Sunday, May 13, 2007

Respect Party - False Declaration

A CALDERDALE Respect Party candidate has been arrested on suspicion of making a false declaration in last week's local elections, it was reported today.

Sajid Mehmood, 35, stood in the Park Ward, coming second with 1,147 votes to Labour's Arshad Mahmood who polled 1,500 votes.

According to reports today, Calderdale Council's chief executive and returning officer Paul Sheehan has sent a letter to every candidate who stood in the ward on May 3 stating that Mr Mehmood was not eligible to stand for election.

It said: "Information has come to my attention that one of the candidates, Sajid Mehmood, was not qualified to stand for the election because when he gave his consent to nomination as a candidate it included a statement as to his qualification for being elected, and in fact Mr Mehmood was disqualified from being a candidate because he has been convicted of an offence for which he received a term of imprisonment of three months or more."

The Respect Party claim to fight against electoral fraud and malpractice.

Mr Sheehan's letter also explained that under the terms of the Representation of the People Act 1983 an election petition could now be brought to challenge the election, this must be 21 days from the date of the election.

Legal costs in doing so can reach high levels.

Tim Swift, the newly elected leader of the Labour group on Calderdale Council, said: "I cannot see any grounds for challenging the result - we won convincingly."

==============================

Type out the passage of the news item about the Respect Party candidate's false declaration, starting with "The Respect Party" and going on through "reach high levels.". The rows play no part in this.

(Dataset rows)
==============================

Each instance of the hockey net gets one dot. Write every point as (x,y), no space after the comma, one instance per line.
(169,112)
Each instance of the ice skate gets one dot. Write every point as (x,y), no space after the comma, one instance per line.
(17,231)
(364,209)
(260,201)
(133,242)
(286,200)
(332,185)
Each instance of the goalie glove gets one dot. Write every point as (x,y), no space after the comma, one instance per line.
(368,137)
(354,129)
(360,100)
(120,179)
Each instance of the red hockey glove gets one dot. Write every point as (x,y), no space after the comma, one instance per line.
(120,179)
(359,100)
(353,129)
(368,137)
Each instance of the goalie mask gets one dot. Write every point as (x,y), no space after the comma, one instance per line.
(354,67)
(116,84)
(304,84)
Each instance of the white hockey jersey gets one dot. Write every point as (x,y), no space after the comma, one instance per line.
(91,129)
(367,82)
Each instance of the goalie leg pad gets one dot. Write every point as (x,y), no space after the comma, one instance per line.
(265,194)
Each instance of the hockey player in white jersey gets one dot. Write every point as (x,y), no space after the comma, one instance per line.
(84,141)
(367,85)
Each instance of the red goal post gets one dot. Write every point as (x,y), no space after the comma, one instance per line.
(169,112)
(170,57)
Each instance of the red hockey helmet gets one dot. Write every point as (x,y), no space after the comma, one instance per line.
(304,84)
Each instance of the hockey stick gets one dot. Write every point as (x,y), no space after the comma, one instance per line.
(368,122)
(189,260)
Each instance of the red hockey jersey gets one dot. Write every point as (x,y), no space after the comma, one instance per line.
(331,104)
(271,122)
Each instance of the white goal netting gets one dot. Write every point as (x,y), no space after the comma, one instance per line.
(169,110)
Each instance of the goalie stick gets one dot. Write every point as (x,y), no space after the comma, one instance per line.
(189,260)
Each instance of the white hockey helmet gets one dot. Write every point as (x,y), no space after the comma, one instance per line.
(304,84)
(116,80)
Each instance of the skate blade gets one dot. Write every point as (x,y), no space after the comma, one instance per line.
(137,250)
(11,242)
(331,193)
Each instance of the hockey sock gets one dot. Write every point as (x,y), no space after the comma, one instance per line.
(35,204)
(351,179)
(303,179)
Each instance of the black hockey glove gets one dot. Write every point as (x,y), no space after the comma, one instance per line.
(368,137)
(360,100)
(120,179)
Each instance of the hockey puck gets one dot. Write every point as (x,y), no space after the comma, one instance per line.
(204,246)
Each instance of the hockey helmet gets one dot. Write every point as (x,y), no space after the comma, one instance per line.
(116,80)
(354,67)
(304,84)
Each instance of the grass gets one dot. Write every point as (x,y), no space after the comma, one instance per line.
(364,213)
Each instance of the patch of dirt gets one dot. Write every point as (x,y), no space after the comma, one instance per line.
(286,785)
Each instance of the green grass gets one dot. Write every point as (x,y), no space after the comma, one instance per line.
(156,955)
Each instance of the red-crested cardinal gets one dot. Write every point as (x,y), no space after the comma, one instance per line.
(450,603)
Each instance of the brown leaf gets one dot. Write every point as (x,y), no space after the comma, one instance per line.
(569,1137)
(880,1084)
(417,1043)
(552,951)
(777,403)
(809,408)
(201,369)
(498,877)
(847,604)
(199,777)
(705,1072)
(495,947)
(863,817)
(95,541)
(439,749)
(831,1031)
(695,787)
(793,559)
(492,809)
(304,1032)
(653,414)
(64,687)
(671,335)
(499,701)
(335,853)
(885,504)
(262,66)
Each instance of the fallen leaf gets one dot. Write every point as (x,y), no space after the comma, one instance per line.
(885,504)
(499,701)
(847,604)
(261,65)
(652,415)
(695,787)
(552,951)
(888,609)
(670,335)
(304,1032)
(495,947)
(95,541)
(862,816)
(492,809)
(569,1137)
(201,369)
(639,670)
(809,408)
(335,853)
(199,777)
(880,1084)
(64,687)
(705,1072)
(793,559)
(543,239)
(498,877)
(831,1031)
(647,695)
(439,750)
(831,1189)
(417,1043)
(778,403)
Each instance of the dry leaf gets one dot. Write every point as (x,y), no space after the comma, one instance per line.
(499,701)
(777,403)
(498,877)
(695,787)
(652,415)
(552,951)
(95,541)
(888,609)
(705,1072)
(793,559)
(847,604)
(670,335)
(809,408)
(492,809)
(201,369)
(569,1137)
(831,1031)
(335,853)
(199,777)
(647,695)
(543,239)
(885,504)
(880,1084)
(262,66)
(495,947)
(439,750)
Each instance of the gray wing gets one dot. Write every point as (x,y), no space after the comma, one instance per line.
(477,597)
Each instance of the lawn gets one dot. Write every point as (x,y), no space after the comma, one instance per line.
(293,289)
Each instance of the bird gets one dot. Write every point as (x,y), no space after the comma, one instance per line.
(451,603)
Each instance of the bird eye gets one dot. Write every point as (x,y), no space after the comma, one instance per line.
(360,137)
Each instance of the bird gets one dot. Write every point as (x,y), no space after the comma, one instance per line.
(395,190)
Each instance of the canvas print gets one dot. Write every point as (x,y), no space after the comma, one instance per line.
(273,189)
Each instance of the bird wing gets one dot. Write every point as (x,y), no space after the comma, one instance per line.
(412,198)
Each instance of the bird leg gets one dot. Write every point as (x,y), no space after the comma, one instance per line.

==============================

(SOLUTION FOR THIS PROBLEM):
The Respect Party claim to fight against electoral fraud and malpractice.

Mr Sheehan's letter also explained that under the terms of the Representation of the People Act 1983 an election petition could now be brought to challenge the election, this must be 21 days from the date of the election.

Legal costs in doing so can reach high levels.